Problem |
Return the full listing, keeping every line exactly as it is.

** Opening Records provided block **

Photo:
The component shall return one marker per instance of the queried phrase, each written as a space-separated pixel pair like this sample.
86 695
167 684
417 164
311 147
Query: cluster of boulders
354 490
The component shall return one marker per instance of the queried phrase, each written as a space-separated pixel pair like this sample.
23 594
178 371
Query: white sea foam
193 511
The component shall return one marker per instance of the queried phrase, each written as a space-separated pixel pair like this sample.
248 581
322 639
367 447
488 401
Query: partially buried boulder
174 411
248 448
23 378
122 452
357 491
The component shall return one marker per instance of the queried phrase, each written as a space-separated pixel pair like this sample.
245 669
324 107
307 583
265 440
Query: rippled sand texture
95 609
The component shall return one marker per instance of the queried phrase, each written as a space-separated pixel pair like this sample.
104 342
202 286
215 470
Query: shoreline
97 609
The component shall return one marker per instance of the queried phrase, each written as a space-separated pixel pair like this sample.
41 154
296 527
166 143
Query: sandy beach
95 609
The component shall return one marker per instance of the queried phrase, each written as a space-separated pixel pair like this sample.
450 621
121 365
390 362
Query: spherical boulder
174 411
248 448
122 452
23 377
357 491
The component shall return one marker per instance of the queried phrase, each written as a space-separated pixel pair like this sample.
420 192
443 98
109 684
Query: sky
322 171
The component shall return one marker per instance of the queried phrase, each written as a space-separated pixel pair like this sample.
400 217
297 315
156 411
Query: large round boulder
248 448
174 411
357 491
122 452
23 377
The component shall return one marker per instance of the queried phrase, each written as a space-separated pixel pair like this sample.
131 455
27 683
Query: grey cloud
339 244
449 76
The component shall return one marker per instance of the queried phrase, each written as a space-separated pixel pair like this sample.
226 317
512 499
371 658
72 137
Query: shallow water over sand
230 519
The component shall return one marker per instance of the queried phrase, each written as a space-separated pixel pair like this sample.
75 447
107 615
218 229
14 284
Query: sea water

** Closing Records provided block **

Completed exercise |
Photo:
The component shall return one marker per instance of the queried phrase, each written as a space-separated pixel pair like this sample.
86 695
167 684
417 164
311 147
Query: cluster of boulders
354 490
The component shall return one marker per instance of the queried phrase, each written as a space-separated pixel pair like this sample.
23 594
178 371
Query: white sea foam
193 511
The component shall return one marker per instance of the queried phrase, each written as a space-separated pixel pair like this sample.
248 581
322 639
367 447
488 401
Query: partially buried boulder
174 411
248 448
23 378
122 452
357 491
The component shall return one marker per instance of the queried phrase, each written as a space-separated pixel pair like this sample.
245 669
324 107
307 583
265 440
Query: rippled sand texture
95 609
The component shall return one marker per instance of the queried phrase, each written as a space-separated pixel pair like this sample.
104 342
202 286
215 470
Query: shoreline
97 609
The component shall return one marker per instance of the queried phrase, each written as a space-separated pixel pair like this sample.
41 154
296 527
166 143
Query: sandy beach
95 609
The component shall return one marker per instance of the queried phrase, each written as a space-separated pixel pair like this sample.
450 621
121 365
390 362
Query: spherical boulder
174 411
248 448
122 452
23 377
357 491
The component shall return one marker per instance of the queried phrase, each written as a space-separated pixel pair like this sample.
420 192
443 98
109 684
Query: sky
322 171
The component shall return one marker per instance of the queried phrase, each written as a space-separated pixel pair like this sample.
400 217
297 315
156 411
Query: large round boulder
248 448
174 411
357 491
122 452
23 377
The component shall return one marker per instance of the queried phrase, each written as a space-separated pixel pair like this sample.
131 455
27 683
Query: grey cloud
339 244
449 76
The component shall return one marker per instance of the queried phrase, each written as a space-separated pixel pair like this sample.
226 317
512 499
371 658
72 137
Query: shallow water over sand
230 519
The component shall return one marker per instance of the queried phrase, each written as a space-separated pixel pair like this sample.
75 447
107 615
218 229
14 284
Query: sea water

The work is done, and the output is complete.